How to complete this task: Write down, unchanged, the entries from the first line through the line holding "Sports analytics pipeline — identify the marble". Include no other line.

══ Task material

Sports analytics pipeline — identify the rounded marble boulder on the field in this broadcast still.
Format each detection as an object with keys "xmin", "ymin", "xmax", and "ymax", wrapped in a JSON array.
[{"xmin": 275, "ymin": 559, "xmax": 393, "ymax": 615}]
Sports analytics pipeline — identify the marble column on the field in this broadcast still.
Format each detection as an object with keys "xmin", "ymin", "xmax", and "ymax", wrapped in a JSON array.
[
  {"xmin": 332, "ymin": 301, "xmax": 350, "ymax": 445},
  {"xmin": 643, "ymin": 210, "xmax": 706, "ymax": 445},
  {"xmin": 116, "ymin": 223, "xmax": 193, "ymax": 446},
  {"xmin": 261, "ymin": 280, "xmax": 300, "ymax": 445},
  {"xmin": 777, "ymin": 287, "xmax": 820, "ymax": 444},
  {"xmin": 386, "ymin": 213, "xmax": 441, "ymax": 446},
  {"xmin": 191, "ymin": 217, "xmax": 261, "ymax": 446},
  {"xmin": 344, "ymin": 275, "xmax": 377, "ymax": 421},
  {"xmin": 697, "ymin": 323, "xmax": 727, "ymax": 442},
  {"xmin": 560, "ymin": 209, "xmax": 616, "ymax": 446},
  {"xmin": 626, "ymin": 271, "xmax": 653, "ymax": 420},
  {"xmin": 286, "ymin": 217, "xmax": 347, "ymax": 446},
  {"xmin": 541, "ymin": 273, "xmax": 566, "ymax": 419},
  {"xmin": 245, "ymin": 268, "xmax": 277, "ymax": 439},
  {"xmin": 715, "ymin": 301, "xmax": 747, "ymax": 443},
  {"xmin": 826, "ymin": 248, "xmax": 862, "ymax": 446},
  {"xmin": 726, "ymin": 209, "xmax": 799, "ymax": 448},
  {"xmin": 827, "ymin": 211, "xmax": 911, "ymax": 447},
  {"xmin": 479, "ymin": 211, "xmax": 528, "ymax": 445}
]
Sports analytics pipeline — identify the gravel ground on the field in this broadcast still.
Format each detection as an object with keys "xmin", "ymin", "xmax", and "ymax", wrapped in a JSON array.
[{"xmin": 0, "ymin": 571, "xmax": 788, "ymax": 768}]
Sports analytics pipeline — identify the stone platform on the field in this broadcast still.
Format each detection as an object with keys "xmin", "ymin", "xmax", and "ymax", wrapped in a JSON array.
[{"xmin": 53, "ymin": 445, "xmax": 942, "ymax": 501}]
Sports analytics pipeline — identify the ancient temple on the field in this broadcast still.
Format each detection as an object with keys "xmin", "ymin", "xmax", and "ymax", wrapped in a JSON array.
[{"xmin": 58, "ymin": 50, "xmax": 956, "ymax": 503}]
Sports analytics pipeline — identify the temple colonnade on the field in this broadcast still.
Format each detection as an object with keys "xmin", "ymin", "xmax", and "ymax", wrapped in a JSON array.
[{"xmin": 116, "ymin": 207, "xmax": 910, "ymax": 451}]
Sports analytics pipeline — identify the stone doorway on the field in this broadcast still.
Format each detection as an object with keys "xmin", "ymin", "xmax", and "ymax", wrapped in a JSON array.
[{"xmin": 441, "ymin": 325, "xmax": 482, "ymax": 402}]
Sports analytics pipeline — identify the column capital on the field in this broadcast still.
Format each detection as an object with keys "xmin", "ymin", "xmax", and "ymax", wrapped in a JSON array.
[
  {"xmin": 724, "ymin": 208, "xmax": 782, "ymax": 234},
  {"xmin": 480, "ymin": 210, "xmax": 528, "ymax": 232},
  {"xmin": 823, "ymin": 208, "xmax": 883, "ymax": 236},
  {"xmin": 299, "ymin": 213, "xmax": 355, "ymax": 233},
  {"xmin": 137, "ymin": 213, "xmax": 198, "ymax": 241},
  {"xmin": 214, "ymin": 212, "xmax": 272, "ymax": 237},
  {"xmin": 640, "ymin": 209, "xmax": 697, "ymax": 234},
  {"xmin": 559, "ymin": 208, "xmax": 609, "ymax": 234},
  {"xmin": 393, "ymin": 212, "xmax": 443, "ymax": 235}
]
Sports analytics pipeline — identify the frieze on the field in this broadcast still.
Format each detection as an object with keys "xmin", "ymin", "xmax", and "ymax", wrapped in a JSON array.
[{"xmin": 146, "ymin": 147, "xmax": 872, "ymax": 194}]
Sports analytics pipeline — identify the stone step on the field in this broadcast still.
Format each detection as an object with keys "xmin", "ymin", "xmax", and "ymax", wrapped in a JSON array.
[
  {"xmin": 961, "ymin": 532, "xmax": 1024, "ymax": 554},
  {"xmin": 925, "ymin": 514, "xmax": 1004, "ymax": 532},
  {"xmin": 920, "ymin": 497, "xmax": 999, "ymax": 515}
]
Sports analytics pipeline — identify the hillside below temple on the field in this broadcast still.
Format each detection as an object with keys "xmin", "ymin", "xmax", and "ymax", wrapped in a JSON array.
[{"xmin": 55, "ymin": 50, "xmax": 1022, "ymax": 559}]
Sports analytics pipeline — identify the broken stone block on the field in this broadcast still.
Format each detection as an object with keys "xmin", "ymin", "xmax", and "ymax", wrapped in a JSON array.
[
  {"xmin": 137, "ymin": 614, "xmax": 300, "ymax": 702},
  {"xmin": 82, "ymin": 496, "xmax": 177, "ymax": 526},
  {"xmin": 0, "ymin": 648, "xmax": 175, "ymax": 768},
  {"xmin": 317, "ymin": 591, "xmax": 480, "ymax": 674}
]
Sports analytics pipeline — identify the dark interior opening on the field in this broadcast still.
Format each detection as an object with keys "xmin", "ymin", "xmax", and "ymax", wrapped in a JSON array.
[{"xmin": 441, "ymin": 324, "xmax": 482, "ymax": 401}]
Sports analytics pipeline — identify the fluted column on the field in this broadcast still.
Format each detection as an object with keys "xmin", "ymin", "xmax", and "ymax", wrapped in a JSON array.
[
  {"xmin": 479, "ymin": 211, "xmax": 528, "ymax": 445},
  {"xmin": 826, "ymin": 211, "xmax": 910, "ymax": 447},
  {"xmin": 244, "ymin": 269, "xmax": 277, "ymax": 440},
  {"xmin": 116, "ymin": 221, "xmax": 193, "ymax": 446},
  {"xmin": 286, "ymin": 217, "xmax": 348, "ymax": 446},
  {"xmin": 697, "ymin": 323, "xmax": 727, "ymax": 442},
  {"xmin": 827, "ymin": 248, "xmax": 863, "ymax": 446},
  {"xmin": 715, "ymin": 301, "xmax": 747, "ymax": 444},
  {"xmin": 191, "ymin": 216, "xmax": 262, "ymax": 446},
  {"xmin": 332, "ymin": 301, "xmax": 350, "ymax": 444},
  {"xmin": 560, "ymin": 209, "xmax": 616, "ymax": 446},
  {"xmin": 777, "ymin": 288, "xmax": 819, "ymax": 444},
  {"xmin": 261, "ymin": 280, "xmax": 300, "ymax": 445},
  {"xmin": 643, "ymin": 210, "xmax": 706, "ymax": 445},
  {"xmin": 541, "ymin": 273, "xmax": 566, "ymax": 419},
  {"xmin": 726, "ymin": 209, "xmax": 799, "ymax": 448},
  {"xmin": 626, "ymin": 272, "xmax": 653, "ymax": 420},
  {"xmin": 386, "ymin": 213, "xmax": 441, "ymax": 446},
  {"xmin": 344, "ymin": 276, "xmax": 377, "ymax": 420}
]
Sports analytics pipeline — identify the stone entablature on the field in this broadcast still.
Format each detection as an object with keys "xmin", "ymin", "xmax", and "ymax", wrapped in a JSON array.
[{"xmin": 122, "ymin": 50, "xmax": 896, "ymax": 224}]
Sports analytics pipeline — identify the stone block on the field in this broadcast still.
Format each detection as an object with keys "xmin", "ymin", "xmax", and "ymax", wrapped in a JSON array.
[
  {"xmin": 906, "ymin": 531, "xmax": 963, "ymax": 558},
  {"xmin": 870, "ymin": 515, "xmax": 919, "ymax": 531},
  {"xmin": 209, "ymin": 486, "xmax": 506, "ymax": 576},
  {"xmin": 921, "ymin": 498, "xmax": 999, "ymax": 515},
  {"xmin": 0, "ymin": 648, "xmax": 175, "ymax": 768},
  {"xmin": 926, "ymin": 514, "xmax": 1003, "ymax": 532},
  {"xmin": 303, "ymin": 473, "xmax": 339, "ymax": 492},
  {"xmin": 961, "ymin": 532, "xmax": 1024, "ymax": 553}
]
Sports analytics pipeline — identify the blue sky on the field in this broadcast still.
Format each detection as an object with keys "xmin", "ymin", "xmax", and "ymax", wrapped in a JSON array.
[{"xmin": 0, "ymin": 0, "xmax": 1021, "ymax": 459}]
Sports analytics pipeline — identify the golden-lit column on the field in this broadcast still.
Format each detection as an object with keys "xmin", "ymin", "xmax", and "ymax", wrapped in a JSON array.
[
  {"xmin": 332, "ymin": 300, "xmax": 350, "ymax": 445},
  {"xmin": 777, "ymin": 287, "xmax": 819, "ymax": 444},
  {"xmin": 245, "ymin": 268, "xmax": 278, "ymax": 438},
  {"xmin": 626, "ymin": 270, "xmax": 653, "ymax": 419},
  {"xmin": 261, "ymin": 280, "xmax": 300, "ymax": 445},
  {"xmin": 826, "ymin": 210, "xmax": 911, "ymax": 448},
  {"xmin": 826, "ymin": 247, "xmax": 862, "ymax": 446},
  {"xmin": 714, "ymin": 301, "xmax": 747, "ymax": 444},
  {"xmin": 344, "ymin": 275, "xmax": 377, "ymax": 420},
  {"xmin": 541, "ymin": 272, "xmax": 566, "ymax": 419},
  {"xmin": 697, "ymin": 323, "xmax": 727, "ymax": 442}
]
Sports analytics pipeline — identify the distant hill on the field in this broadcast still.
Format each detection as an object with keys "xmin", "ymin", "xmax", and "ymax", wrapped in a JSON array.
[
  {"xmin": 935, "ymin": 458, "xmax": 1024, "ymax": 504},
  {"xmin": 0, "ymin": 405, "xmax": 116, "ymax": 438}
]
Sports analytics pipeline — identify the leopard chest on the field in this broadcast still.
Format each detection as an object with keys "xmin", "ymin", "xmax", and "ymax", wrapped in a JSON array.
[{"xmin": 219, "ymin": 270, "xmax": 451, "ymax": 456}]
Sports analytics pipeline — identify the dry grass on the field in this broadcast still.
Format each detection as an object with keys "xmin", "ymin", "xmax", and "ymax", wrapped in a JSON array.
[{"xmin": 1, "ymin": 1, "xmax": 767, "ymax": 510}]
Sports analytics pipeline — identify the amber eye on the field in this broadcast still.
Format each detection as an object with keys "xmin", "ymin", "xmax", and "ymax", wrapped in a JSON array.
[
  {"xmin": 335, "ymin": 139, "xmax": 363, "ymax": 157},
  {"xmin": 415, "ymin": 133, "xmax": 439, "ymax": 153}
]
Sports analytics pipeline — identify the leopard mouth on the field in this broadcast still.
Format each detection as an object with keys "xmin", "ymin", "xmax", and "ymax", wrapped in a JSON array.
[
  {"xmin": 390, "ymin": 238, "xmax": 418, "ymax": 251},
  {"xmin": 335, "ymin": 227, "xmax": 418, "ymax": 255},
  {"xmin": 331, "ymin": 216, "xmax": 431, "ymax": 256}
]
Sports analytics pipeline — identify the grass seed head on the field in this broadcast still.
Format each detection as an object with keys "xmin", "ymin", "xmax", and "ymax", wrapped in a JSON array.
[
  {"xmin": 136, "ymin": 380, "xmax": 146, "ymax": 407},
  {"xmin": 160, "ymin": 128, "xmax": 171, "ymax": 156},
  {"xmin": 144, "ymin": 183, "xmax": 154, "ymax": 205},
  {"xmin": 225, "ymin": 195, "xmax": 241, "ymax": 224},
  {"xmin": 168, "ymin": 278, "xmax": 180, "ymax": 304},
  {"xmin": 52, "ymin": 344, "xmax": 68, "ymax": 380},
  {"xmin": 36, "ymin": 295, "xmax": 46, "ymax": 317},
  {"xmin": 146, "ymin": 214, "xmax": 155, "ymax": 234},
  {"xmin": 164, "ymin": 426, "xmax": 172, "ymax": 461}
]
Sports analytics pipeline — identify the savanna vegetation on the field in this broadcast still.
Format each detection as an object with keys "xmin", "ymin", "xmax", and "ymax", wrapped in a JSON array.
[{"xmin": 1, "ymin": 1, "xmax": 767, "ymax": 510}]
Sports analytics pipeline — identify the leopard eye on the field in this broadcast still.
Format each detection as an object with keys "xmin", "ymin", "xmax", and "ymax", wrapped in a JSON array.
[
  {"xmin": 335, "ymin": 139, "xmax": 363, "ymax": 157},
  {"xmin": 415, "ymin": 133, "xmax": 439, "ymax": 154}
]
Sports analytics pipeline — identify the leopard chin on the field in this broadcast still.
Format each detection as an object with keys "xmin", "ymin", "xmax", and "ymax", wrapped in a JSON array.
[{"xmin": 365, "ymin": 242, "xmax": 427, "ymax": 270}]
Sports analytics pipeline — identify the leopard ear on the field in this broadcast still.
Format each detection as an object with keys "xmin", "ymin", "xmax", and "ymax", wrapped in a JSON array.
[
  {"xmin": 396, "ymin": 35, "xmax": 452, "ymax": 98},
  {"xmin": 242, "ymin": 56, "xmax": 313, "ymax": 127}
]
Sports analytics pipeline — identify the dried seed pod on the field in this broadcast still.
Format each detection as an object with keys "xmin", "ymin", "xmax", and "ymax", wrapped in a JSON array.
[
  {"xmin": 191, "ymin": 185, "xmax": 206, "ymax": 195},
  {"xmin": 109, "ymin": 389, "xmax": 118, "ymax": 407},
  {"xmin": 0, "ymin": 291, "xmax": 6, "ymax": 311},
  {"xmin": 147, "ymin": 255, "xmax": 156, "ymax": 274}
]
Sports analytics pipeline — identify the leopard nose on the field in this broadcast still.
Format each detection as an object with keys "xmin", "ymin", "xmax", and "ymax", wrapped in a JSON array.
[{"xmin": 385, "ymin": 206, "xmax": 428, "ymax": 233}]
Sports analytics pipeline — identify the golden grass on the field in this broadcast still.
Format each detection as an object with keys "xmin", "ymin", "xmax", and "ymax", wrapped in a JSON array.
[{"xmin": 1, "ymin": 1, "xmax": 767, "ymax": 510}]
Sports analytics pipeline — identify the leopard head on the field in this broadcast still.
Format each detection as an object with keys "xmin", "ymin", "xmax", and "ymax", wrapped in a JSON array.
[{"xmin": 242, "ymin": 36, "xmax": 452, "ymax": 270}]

════

Reply to the task:
Sports analytics pipeline — identify the rounded marble boulder on the field in this broadcast still.
Format each detection as an object with keys "xmin", "ymin", "xmax", and "ymax", wrapped in a JSON array.
[{"xmin": 275, "ymin": 559, "xmax": 393, "ymax": 615}]
Sports analytics pipeline — identify the marble column on the field in this broadcast still.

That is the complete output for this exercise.